# Referring expression pointing data
=======
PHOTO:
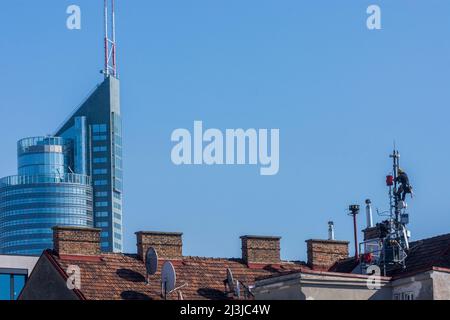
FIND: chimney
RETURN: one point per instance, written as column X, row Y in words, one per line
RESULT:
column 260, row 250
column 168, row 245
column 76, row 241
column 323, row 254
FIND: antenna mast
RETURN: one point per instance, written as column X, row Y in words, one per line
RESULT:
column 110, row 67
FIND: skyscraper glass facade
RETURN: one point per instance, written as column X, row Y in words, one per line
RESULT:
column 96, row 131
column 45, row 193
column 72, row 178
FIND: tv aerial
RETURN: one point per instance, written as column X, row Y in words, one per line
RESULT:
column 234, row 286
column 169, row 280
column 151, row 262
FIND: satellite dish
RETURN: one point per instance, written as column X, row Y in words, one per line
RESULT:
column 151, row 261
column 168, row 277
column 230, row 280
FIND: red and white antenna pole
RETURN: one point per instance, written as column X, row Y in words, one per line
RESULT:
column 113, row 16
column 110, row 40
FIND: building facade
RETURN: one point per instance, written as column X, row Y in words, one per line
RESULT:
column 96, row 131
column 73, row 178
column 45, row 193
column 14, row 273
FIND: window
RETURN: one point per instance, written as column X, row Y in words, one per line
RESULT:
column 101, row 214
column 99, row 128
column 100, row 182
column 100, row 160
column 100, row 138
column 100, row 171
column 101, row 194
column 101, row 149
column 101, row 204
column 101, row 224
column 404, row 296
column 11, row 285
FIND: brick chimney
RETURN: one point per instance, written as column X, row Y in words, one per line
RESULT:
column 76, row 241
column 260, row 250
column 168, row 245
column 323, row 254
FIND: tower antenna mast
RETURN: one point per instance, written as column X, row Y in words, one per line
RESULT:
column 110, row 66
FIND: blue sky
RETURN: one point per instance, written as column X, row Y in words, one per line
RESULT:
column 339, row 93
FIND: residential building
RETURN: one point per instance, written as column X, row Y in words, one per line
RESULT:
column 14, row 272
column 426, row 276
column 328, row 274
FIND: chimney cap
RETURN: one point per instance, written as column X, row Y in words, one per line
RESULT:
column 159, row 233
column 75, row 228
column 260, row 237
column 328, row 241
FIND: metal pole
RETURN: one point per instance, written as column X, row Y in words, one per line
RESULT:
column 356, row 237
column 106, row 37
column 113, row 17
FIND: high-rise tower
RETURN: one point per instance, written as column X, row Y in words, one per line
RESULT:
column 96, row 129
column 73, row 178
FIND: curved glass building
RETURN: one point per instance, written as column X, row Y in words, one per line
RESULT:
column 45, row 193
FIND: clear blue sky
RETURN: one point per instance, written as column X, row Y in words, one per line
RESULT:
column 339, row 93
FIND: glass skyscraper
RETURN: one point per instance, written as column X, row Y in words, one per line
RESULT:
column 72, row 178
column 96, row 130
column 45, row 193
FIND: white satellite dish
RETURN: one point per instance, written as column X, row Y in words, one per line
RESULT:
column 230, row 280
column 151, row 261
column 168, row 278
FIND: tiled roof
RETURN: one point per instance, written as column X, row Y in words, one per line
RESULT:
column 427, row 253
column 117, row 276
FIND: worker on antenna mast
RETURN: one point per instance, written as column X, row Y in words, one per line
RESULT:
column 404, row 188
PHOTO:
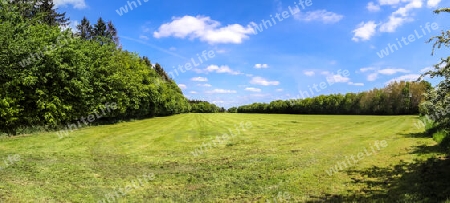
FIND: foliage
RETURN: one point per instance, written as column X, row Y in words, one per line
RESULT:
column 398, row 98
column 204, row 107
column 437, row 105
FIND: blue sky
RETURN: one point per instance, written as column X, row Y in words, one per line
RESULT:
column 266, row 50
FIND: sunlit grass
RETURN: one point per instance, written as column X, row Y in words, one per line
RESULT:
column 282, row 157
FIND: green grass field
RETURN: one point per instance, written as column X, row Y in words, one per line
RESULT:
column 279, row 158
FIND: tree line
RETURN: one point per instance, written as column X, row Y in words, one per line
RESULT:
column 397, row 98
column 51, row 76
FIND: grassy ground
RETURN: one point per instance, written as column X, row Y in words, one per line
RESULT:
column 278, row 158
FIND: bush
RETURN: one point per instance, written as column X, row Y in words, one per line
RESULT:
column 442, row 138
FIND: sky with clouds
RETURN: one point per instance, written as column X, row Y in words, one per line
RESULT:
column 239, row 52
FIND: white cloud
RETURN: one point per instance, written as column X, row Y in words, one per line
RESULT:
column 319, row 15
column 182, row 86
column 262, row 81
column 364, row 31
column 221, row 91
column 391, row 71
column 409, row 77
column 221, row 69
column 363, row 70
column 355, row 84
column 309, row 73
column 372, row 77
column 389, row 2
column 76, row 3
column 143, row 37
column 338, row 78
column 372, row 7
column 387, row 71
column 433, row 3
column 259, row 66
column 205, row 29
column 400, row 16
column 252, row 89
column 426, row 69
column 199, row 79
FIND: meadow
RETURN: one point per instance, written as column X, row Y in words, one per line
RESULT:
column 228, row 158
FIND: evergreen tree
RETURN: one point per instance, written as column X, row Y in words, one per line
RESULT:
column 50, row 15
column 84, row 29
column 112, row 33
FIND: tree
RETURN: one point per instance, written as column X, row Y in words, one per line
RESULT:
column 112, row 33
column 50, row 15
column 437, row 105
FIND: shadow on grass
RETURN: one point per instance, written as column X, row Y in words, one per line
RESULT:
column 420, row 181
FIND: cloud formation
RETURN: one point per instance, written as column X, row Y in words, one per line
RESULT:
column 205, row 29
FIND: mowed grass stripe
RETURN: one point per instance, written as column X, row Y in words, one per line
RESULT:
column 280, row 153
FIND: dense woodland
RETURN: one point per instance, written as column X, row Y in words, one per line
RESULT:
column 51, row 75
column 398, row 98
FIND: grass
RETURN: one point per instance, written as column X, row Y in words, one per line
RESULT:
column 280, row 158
=======
# What the exercise asks
Please set the data above down exactly, with the pictures removed.

# Written reply
PHOTO:
FIND: chimney
RETURN: one point per instance, written as column X, row Y in words, one per line
RESULT:
column 260, row 250
column 168, row 245
column 76, row 241
column 323, row 254
FIND: antenna mast
RETURN: one point per instance, written as column X, row Y in words, one per line
RESULT:
column 110, row 67
FIND: skyscraper glass facade
RETURN: one point per instance, written as column X, row Y in words, one per line
RESULT:
column 96, row 131
column 45, row 193
column 72, row 178
FIND: tv aerial
RETURN: one point per instance, written as column X, row Y in words, one per line
RESULT:
column 234, row 286
column 169, row 280
column 151, row 262
FIND: satellite dish
RETURN: one point per instance, written as column X, row Y in words, one per line
RESULT:
column 151, row 261
column 168, row 277
column 230, row 280
FIND: red and white antenna pole
RETURN: one point per instance, written as column X, row Y in words, one per line
RESULT:
column 113, row 16
column 110, row 40
FIND: building facade
RETURN: one point per instance, written as column X, row Y in words, one per line
RESULT:
column 96, row 131
column 73, row 178
column 45, row 193
column 14, row 273
FIND: window
RETURN: one point per instance, written as column X, row Y in words, one per line
RESULT:
column 101, row 214
column 99, row 128
column 100, row 182
column 100, row 160
column 100, row 138
column 100, row 171
column 101, row 194
column 101, row 149
column 101, row 204
column 101, row 224
column 404, row 296
column 11, row 285
FIND: brick chimney
RETURN: one point per instance, written as column X, row Y in words, one per line
RESULT:
column 76, row 241
column 260, row 250
column 168, row 245
column 323, row 254
FIND: tower antenna mast
RETURN: one point per instance, written as column X, row Y in words, one per line
RESULT:
column 110, row 66
FIND: blue sky
RETURN: one point per instance, written as column X, row Y in words, one per line
RESULT:
column 339, row 93
FIND: residential building
RETURN: one point per instance, written as column X, row Y in words, one per line
RESULT:
column 14, row 272
column 426, row 276
column 328, row 274
FIND: chimney cap
RETURN: one point per instance, written as column X, row Y in words, one per line
RESULT:
column 159, row 233
column 75, row 228
column 260, row 237
column 328, row 241
FIND: metal pole
RETURN: one point per instance, written as column X, row Y in words, one per line
RESULT:
column 356, row 237
column 106, row 37
column 113, row 17
FIND: high-rise tower
RETURN: one point per instance, written as column X, row Y in words, one per line
RESULT:
column 96, row 129
column 73, row 178
FIND: curved glass building
RETURN: one point per instance, written as column X, row Y in words, one per line
RESULT:
column 45, row 193
FIND: clear blue sky
RETURN: one point per instance, written as column X, row Y in words, one per line
RESULT:
column 339, row 93
FIND: glass skyscraper
RETURN: one point per instance, written as column X, row Y in words, one per line
RESULT:
column 72, row 178
column 96, row 130
column 45, row 193
FIND: white satellite dish
RETURN: one point per instance, written as column X, row Y in words, one per line
RESULT:
column 230, row 280
column 151, row 261
column 168, row 278
FIND: tiled roof
RETURN: one point per instance, written as column X, row Y in words, one per line
RESULT:
column 427, row 253
column 117, row 276
FIND: worker on antenna mast
RETURN: one point per instance, written as column X, row Y in words, one per line
RESULT:
column 404, row 188
PHOTO:
FIND: foliage
RETURN: one point per instance, written as column X, row Y in words, one per line
RESULT:
column 398, row 98
column 204, row 107
column 437, row 105
FIND: blue sky
RETURN: one point per instance, written as column X, row Y in words, one per line
RESULT:
column 266, row 50
FIND: sunlit grass
RETURN: one point per instance, written as column X, row Y in words, one per line
RESULT:
column 282, row 157
FIND: green grass field
RETURN: one point per instance, written as column X, row Y in words, one per line
RESULT:
column 279, row 158
FIND: tree line
RETURN: one point per instance, written as column X, row Y in words, one per line
RESULT:
column 397, row 98
column 51, row 76
FIND: grassy ground
RETURN: one point per instance, written as column X, row Y in words, one per line
RESULT:
column 278, row 158
FIND: bush
RETURN: one point per instance, written as column X, row Y in words, one per line
RESULT:
column 442, row 138
FIND: sky with clouds
RETURN: one point per instance, written as column X, row Y in words, one per line
RESULT:
column 239, row 52
FIND: white cloud
RETURN: one point per instance, written as column X, row Y in words, one per line
RESULT:
column 319, row 15
column 182, row 86
column 262, row 81
column 364, row 31
column 221, row 91
column 391, row 71
column 409, row 77
column 221, row 69
column 363, row 70
column 355, row 84
column 309, row 73
column 372, row 77
column 389, row 2
column 76, row 3
column 143, row 37
column 338, row 78
column 372, row 7
column 387, row 71
column 433, row 3
column 259, row 66
column 205, row 29
column 400, row 16
column 252, row 89
column 426, row 69
column 199, row 79
FIND: meadow
RETURN: one point per instance, written as column X, row Y in words, one per line
RESULT:
column 228, row 158
FIND: evergreen tree
RETURN: one point per instance, written as column X, row Y in words, one per line
RESULT:
column 50, row 15
column 84, row 29
column 112, row 33
FIND: tree
RETURN: one point per instance, written as column X, row Y in words, one per line
RESULT:
column 112, row 33
column 50, row 15
column 437, row 105
FIND: shadow on grass
RETURN: one point per instance, written as column X, row Y in words, one per line
RESULT:
column 420, row 181
FIND: cloud formation
RETURN: one point per instance, written as column X, row Y in words, one per line
RESULT:
column 205, row 29
FIND: mowed grass stripe
RETURN: one point per instance, written as column X, row Y in words, one per line
RESULT:
column 280, row 153
FIND: dense woodland
RETURN: one point per instance, written as column X, row Y in words, one per line
RESULT:
column 51, row 75
column 398, row 98
FIND: grass
RETURN: one point per instance, written as column X, row Y in words, one per line
RESULT:
column 280, row 158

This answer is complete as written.